#### Given task 1
Which city is the band Diabolizer from, according to the review text?
#### Given task 2
Please extract every line of the records that contains the string "snow". Case counts.

Dark Descent / Me Saco Un Ojo Records
Bandcamp | Spotify | Apple
Istanbul's Diabolizer have returned and good fucking grief, Murderous Revelations is ruthless. The death metal band's (which features members of Hyperdontia, Septage, Engulfed, etc) latest is sheer relentless brutality played at blinding speeds with an unflinching sonic clarity. Demonic and putrid (little about it feels human), Diabolizer erupt with a marathon of complex rhythms and filthy shifting riffs that hit with the subtlety (and blast radius) of a nuclear bomb. It’s gross, it’s violent, it’s an entry way to the depths of hell not for the faint of heart, which is to say that this one ripssssssss. Like chewing a mouthful of rusty nails, Murderous Revelations is difficult to stomach with its ultra merciless structures, an aural pillage of death metal pulverization and unglued dexterity.
Self Released
Bandcamp | Spotify | Apple
FKA Smiley's All Good Boys Go To Heaven is pure art punk bliss, a wonderfully DIY record that embraces raw performances and energetic, splintered, post-punk exuberance. Led by H.L. Nelly (Chime Oblivion, Naked Lights) the quartet play with contorted arrangements, sharp harmonies, cascading rhythms, and aggressively blistering atonal minimalism. Each song is buzzing with character, a record that's both playful and fantastically deranged. It's a hidden gem that should be essential listening, an itchy assault on the senses that hits like an agitated hybrid of The Slits, Bratmobile, and This Heat.

#### Records for this exercise
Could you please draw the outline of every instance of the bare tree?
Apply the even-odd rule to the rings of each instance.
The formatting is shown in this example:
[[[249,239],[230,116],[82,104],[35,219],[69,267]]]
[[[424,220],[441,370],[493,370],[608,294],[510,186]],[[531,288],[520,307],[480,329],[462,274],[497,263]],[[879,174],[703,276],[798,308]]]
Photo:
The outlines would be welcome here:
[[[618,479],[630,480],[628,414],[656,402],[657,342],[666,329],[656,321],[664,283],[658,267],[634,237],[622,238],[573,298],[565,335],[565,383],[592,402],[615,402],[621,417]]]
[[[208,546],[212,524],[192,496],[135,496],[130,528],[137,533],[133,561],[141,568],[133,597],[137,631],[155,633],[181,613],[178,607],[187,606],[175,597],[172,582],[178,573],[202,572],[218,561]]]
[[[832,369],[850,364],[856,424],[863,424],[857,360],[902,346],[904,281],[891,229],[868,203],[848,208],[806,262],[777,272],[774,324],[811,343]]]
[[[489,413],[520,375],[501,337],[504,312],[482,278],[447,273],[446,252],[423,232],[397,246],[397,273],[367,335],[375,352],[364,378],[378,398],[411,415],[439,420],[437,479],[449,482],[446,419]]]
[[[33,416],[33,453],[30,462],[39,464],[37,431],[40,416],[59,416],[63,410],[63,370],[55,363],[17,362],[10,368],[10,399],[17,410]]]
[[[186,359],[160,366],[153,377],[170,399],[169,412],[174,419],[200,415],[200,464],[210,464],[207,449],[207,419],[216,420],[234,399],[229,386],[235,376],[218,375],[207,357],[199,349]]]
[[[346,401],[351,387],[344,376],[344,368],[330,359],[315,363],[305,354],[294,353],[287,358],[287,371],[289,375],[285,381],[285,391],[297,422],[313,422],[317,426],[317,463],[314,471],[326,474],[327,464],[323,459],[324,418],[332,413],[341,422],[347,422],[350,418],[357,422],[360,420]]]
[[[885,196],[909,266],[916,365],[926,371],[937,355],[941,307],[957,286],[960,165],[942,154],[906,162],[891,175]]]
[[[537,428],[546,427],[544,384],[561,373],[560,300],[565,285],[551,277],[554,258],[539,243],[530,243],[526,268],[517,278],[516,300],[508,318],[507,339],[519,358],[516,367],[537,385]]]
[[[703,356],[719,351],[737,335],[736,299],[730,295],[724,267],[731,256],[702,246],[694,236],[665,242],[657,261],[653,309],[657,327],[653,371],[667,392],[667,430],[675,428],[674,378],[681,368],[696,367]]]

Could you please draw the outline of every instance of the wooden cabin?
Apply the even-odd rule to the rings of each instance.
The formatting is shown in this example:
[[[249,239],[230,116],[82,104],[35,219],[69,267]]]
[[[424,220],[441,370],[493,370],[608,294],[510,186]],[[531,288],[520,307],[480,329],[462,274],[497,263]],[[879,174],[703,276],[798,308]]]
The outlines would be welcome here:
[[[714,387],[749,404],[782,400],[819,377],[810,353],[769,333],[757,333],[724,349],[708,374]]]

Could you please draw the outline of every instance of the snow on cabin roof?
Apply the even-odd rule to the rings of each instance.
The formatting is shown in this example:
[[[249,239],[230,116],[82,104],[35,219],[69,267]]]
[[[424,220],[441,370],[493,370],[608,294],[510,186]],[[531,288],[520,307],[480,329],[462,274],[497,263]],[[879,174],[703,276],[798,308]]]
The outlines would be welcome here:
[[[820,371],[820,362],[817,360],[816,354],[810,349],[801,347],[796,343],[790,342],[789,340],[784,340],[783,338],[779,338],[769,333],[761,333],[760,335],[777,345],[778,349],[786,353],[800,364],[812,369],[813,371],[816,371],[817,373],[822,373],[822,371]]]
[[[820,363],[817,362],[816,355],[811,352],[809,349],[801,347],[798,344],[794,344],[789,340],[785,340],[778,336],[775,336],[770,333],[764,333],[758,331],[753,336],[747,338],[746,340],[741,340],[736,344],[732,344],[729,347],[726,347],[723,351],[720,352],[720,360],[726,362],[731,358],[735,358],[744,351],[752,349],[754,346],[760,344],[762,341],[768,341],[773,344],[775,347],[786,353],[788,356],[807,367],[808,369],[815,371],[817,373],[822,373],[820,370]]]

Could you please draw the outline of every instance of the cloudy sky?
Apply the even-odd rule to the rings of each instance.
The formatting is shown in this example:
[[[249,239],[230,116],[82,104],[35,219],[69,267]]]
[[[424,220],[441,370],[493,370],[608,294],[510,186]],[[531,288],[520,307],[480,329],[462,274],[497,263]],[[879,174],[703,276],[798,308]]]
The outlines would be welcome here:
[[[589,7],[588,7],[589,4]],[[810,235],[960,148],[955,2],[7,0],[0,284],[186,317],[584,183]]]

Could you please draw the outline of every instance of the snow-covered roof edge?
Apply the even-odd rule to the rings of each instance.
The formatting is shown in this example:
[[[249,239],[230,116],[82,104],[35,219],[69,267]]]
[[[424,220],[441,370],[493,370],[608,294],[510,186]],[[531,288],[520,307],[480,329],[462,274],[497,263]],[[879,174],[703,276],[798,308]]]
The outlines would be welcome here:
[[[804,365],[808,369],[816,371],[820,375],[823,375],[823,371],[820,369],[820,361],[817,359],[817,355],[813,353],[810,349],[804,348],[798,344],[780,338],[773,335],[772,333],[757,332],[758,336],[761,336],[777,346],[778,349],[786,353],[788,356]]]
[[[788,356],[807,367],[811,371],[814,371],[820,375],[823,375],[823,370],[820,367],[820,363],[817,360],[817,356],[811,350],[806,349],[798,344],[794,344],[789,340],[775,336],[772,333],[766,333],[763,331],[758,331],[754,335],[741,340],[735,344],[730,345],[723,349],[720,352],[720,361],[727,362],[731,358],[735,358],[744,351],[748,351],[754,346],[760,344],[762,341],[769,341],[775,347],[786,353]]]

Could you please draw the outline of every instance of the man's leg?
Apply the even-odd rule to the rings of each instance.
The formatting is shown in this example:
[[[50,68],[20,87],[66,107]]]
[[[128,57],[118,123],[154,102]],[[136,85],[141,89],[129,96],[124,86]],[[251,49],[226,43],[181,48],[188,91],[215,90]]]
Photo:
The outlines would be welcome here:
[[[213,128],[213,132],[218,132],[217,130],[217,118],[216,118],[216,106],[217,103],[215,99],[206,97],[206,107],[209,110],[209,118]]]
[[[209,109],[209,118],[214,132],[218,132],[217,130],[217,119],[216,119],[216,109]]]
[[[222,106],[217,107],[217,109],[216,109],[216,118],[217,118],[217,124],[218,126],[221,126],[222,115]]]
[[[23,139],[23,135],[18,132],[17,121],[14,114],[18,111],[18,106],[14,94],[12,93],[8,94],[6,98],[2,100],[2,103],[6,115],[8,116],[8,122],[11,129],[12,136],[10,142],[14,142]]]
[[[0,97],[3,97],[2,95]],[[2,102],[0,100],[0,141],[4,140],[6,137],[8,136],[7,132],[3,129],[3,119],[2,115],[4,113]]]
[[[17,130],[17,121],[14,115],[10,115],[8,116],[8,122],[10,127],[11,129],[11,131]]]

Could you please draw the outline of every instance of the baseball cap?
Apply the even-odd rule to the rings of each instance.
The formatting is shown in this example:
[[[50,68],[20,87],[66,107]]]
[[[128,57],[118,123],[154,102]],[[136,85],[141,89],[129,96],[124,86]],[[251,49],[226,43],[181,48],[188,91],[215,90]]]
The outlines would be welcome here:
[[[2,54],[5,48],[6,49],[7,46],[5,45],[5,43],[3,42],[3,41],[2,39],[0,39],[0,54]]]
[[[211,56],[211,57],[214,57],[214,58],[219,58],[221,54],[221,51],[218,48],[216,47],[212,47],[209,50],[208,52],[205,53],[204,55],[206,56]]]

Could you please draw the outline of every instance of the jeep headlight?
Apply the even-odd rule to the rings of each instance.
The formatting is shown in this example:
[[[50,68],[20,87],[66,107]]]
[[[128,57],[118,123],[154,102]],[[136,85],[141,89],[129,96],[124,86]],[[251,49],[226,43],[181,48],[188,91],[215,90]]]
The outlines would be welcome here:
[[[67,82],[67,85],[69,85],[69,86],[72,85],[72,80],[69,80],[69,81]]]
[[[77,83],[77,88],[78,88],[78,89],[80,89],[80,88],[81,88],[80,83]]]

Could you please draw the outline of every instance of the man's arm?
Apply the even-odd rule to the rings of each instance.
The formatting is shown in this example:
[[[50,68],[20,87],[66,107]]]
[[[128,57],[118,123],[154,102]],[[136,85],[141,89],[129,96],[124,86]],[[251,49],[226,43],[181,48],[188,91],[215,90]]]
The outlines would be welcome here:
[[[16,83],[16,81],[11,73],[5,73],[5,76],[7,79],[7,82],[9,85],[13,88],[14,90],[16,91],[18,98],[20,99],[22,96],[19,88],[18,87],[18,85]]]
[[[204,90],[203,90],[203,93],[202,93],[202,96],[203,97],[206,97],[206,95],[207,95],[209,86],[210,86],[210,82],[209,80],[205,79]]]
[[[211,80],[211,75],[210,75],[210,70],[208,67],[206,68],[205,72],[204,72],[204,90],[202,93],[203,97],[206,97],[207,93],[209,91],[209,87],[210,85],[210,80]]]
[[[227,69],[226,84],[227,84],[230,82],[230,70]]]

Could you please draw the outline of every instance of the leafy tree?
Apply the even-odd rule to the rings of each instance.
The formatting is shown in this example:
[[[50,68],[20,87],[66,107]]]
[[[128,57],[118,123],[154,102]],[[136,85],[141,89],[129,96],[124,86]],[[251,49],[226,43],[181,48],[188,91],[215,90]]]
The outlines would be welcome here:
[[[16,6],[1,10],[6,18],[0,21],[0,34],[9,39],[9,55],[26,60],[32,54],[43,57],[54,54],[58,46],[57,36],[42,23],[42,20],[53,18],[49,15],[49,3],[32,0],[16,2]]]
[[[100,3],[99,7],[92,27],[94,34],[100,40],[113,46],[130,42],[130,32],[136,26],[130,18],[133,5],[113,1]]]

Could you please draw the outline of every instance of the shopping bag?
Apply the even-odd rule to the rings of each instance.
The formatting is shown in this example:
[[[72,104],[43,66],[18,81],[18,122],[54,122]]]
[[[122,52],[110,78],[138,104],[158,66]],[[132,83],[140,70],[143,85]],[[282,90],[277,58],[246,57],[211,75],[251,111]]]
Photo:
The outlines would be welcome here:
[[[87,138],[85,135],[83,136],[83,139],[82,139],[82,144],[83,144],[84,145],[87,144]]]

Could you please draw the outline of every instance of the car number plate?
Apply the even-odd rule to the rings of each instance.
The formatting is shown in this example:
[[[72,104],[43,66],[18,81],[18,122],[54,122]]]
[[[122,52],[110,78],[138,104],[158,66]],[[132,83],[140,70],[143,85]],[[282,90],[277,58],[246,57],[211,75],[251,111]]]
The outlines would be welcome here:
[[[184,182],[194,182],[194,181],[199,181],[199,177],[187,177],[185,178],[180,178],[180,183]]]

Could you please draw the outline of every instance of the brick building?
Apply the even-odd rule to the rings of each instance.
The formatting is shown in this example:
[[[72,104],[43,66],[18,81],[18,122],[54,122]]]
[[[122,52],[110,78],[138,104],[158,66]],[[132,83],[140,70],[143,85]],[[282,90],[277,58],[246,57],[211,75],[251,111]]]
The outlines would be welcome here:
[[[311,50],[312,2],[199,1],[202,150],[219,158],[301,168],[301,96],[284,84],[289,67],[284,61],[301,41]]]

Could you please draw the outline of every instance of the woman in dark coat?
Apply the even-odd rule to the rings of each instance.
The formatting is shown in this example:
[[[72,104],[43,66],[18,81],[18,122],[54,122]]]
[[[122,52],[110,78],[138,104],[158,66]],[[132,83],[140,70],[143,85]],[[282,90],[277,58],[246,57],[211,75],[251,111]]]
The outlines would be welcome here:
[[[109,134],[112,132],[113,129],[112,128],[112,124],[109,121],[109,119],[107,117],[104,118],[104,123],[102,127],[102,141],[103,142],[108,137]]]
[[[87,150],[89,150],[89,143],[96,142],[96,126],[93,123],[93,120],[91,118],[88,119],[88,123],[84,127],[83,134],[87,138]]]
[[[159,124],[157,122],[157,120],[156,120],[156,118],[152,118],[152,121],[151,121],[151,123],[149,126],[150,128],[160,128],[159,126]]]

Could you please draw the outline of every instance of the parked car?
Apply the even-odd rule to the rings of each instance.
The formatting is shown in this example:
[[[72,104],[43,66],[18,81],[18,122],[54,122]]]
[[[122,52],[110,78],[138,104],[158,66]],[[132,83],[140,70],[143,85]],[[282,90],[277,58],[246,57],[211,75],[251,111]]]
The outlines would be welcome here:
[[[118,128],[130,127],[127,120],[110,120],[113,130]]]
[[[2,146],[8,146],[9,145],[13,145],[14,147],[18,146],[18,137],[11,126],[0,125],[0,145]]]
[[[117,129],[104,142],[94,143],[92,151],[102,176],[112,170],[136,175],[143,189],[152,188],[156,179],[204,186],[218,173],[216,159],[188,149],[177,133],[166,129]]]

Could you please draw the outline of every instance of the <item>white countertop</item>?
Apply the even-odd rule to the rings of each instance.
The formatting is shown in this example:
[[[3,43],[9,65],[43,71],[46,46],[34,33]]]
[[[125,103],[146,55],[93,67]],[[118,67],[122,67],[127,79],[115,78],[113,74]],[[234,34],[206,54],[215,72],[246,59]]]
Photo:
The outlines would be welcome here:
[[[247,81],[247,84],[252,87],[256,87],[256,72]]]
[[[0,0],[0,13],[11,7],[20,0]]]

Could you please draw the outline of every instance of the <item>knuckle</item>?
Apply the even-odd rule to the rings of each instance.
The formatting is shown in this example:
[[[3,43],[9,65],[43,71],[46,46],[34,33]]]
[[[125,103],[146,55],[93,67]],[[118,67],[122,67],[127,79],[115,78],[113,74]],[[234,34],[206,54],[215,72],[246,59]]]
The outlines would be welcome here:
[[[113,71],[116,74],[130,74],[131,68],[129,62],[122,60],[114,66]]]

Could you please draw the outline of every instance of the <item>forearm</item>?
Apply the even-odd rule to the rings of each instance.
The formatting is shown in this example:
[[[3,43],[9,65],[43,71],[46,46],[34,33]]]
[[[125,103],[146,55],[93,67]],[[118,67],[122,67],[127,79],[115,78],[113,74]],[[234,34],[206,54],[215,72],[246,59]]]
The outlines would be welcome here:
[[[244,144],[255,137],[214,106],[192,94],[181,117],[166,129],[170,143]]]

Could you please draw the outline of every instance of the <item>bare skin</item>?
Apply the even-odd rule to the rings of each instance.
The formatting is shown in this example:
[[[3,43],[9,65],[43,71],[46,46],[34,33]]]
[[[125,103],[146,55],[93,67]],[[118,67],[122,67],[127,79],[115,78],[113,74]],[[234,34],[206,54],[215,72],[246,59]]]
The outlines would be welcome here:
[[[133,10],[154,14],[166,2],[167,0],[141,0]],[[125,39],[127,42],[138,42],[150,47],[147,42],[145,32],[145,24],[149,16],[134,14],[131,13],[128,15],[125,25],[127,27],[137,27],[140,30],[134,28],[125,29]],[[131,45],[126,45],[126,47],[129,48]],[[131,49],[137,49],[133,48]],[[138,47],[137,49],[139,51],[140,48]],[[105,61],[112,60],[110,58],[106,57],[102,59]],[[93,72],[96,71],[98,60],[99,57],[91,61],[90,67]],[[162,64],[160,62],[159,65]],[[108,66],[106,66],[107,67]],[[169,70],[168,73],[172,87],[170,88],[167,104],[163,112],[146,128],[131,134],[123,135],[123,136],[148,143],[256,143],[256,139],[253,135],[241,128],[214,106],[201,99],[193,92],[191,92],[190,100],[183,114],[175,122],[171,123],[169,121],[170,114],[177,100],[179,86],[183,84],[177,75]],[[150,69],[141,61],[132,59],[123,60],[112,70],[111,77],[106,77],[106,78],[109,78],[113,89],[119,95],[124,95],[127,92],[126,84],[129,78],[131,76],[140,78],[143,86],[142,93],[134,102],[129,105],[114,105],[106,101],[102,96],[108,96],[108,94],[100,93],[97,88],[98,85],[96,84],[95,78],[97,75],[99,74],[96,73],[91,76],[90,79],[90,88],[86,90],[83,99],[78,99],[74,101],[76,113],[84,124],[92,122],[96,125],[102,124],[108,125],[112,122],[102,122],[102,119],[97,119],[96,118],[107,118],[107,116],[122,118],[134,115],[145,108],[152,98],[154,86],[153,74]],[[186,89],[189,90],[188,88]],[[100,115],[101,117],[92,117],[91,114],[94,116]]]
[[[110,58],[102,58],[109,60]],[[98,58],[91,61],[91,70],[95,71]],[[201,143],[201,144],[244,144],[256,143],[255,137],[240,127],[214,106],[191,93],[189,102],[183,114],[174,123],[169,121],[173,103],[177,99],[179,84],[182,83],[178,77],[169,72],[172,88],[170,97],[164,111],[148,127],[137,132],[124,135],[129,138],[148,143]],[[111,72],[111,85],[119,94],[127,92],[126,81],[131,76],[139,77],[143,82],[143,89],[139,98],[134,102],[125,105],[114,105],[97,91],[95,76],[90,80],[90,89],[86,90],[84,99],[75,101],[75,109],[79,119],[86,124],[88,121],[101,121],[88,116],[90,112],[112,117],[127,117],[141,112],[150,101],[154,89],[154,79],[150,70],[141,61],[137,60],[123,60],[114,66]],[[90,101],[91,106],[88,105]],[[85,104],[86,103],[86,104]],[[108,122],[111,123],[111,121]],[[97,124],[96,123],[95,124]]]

#### Correct output 1
Istanbul.

#### Correct output 2
Could you please draw the outline of every instance of the snow on cabin roof?
Could you please draw the outline of every instance of the snow-covered roof edge?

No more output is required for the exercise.